-- start RAW RECORDS --

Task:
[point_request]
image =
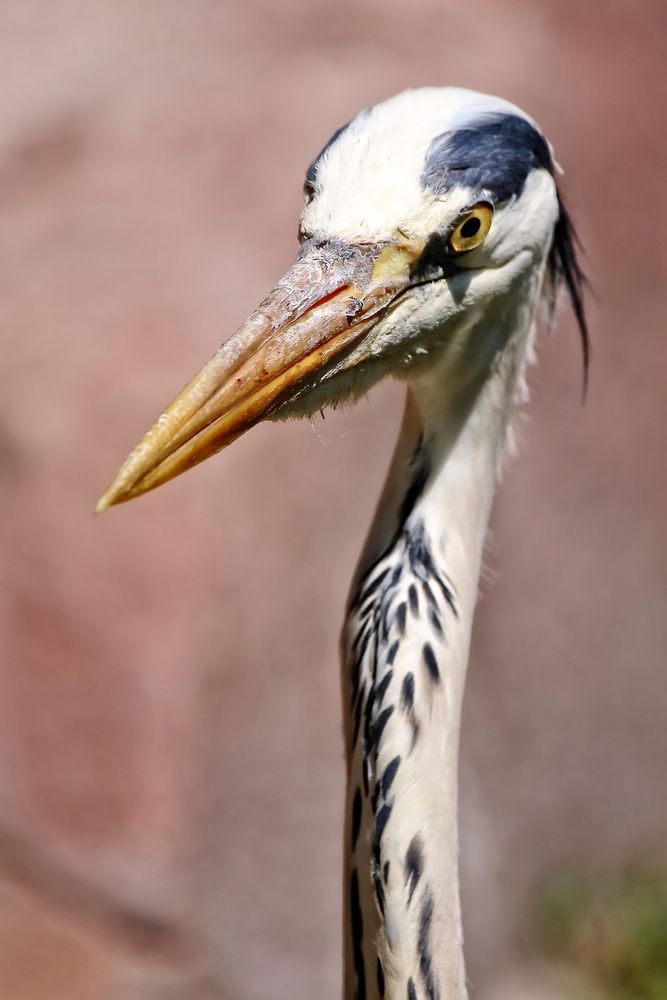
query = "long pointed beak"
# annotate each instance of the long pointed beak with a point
(318, 312)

-- end RAW RECORDS --

#### EXERCISE REQUIREMENTS
Copy every line of the records above, requests included, but decrease each coordinate in the answers by 25 and omit the pictures.

#### RESULT OF THE EXERCISE
Task:
[point_request]
image =
query = "long pointed beak"
# annotate each instance of the long pointed beak with a point
(293, 287)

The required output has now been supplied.